PROVIDED PASSAGE.
November 1996
Article 1
Texaco--Running on Fumes
The situation at Texaco has made a public spectacle of diversity
training. Who would have thought that something as prosaic as corporate
training would be part of a story that includes secret tapes, weirdly misheard
transcripts, lawsuits, shredded documents...
When the tapes from 1994 were released, the first impression
was that several white male senior managers were calling African-American
co-workers "black jelly beans" and "niggers."
So it followed that the men were bigots. And that explained
Texaco's discrimination against black employees. And that just confirmed
what many people suspected about the people at the top of corporate America.
In an instant, we have revealed a roomful of Mark Fuhrmans.
Open and shut case. Convicted by their own words.
Except that those weren't their words. The man didn't say
"niggers," he said "St. Nicholas," a well-known jolly white man.
And the Texaco manager didn't call black people "black jelly
beans." He was mimicking or paraphrasing a man who has been comparing diversity
to a jar of jelly beans for years. No, not Ronald Reagan. The speaker was
an African-American man, hired by Texaco as part of their diversity awareness
program. (Note for the sake of accuracy: Dr. Roosevelt Thomas does not
talk about black jelly beans; he talks about red, green and yellow jelly
beans.)
I know this sounds like a sketch from "In Living Color."
Except that it's not funny.

AIM OF THE EXERCISE.
Answer these questions from the Texaco article.
1. From what year were the tapes that were released?
2. According to the article, what did the man actually say in place of the slur first heard on the tapes?
3. Which colors of jelly beans does Dr. Roosevelt Thomas talk about?

ENTRIES.
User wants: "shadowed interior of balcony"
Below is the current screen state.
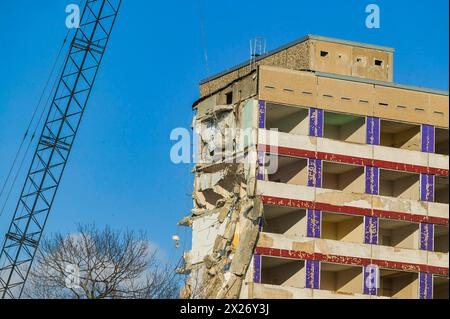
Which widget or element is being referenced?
[268,156,308,186]
[435,128,449,155]
[435,176,449,204]
[433,275,449,299]
[380,169,420,200]
[379,219,419,249]
[434,225,449,254]
[261,256,306,288]
[263,205,306,237]
[380,120,421,151]
[322,162,365,193]
[378,269,419,299]
[266,103,309,136]
[323,112,366,144]
[321,212,364,243]
[320,263,363,294]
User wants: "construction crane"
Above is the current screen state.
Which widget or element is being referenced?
[0,0,122,299]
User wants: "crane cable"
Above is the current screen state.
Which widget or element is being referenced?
[0,29,70,217]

WRITTEN ANSWER.
1. 1994
2. "St. Nicholas"
3. Red, green and yellow